### DATA TO USE ###

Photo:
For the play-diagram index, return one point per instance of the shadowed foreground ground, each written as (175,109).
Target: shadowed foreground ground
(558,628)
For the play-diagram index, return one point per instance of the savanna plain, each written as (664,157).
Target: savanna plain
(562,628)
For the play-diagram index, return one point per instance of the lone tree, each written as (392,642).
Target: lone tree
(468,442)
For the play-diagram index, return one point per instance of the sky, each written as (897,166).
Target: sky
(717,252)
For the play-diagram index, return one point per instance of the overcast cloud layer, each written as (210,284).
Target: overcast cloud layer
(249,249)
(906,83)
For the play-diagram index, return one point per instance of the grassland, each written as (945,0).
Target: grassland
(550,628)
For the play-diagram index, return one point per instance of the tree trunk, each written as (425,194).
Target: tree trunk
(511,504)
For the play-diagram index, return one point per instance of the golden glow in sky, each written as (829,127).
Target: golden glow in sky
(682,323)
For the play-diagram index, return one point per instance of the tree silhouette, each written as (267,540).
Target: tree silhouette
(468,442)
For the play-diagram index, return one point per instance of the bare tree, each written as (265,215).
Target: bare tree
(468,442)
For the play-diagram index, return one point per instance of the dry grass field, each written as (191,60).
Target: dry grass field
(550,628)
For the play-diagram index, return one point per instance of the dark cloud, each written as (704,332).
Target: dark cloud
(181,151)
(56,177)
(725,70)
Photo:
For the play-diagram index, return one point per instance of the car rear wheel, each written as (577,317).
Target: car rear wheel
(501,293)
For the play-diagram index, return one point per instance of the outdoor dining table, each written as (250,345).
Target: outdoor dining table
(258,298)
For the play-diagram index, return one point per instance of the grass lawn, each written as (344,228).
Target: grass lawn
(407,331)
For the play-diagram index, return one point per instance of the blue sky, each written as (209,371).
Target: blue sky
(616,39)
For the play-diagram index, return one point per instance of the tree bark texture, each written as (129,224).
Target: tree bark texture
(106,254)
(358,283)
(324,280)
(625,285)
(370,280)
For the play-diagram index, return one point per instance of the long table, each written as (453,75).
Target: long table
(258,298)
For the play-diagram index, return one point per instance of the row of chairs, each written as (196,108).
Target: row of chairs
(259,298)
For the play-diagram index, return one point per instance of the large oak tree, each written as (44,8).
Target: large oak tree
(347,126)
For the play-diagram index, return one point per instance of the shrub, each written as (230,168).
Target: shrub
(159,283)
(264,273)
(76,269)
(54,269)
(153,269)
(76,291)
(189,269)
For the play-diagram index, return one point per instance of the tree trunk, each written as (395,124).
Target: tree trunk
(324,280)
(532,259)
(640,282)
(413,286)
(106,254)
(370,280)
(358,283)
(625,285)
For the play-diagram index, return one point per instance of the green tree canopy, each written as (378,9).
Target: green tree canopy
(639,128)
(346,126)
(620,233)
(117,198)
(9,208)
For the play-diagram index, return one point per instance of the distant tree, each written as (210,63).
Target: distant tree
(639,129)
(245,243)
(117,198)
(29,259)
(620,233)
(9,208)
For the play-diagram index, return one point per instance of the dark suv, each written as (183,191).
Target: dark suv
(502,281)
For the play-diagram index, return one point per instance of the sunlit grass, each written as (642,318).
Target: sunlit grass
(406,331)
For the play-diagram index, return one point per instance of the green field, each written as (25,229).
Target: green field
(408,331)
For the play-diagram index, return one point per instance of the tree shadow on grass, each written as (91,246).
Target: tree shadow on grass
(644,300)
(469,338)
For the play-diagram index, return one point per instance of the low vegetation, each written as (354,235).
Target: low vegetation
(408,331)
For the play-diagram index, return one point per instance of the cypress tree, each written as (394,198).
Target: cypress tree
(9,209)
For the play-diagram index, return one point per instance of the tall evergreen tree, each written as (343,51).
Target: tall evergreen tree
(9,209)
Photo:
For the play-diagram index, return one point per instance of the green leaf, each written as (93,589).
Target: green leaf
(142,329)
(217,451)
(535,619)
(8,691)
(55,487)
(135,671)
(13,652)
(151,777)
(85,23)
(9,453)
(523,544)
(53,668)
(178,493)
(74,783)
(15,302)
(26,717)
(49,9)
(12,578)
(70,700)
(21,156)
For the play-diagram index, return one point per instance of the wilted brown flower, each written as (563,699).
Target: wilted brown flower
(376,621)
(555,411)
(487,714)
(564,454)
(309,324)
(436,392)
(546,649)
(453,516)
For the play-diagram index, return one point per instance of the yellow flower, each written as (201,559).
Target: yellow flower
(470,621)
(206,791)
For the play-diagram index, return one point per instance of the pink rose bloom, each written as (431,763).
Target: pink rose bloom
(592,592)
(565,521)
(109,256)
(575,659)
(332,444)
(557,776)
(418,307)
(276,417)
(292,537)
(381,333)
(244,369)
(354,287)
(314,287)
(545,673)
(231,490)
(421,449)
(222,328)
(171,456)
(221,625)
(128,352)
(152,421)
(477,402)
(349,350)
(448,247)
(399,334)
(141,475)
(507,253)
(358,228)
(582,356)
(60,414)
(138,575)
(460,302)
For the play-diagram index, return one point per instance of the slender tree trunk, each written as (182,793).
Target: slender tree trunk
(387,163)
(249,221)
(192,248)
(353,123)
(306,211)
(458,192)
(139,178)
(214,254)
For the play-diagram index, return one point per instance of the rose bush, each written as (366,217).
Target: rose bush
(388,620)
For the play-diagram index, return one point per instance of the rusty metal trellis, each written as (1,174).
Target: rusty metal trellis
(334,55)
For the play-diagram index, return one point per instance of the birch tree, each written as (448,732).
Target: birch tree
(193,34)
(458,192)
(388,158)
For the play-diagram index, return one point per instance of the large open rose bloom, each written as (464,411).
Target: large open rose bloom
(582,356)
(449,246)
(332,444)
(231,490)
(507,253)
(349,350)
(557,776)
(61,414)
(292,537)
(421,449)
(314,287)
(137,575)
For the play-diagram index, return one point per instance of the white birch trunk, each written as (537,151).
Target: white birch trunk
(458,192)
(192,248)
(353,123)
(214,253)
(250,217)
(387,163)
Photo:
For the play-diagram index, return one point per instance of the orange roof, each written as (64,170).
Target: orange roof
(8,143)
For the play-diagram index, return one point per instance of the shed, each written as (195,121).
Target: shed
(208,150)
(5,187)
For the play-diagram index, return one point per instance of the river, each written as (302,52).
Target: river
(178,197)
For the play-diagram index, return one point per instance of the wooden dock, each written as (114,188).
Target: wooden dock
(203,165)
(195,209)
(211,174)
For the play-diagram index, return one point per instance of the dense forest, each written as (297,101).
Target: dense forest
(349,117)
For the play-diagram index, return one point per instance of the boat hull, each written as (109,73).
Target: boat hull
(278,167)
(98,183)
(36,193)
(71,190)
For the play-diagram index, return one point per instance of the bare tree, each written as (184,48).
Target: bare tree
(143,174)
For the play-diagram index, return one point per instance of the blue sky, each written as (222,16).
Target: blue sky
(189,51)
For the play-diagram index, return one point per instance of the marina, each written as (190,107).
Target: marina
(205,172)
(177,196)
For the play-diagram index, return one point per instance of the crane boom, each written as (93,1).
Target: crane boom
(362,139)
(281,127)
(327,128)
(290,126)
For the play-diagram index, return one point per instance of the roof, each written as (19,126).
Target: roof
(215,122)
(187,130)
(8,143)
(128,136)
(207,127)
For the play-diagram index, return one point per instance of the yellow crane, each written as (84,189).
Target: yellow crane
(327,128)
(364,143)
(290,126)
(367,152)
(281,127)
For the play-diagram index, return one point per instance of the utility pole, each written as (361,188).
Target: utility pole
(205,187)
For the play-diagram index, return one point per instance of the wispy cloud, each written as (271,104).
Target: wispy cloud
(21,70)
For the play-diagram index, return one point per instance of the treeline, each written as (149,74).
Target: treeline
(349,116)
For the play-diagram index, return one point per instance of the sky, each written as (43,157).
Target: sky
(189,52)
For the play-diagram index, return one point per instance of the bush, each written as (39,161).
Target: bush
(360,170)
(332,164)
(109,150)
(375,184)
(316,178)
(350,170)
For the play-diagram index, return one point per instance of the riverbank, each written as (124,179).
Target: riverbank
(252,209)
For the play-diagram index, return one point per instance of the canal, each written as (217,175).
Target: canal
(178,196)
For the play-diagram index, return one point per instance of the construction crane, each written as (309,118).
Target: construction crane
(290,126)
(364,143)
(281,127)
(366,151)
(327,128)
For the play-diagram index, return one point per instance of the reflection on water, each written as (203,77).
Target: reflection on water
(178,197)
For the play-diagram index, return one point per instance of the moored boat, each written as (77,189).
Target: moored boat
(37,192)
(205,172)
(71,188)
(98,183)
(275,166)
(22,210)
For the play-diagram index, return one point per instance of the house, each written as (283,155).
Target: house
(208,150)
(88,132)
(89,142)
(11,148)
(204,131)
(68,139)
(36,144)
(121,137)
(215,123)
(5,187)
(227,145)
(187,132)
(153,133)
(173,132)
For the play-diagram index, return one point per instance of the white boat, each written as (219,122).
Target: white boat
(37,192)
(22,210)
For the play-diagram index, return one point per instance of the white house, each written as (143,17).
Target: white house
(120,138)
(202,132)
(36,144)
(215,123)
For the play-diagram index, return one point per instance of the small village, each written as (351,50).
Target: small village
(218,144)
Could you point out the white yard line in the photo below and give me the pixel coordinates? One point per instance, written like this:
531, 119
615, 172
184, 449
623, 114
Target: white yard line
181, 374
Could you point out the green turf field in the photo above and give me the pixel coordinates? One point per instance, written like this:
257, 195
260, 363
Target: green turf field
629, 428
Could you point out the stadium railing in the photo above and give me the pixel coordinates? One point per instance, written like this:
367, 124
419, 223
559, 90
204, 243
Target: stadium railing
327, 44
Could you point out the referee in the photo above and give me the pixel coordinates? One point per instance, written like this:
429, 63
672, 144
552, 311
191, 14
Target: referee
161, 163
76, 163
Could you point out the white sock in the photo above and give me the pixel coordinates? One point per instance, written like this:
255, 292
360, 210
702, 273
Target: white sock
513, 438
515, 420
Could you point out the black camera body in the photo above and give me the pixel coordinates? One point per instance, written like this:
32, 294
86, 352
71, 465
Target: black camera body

###

PROMPT:
Write out, word for word, the lines of the data from the line that contains "Could you point out the stadium" through the end of the data.

ANSWER TO THE TASK:
Could you point out the stadium railing in the photo above and give me the pixel coordinates? One point per instance, written like this:
367, 124
419, 223
559, 90
204, 243
Target: stadium railing
327, 44
Could you point out the referee in the photo above and give me the pixel coordinates? One point per instance, written like this:
429, 63
672, 144
552, 311
191, 14
Target: referee
161, 163
76, 163
Could you point out the white sock in the photo above and give me the pixel coordinates? One point per instance, written like this:
255, 292
360, 210
702, 273
Target: white sock
513, 438
515, 420
Could you point out the black camera body in the photo above and give me the pixel coordinates? One point per instance, written like this:
32, 294
86, 352
71, 465
Target: black camera body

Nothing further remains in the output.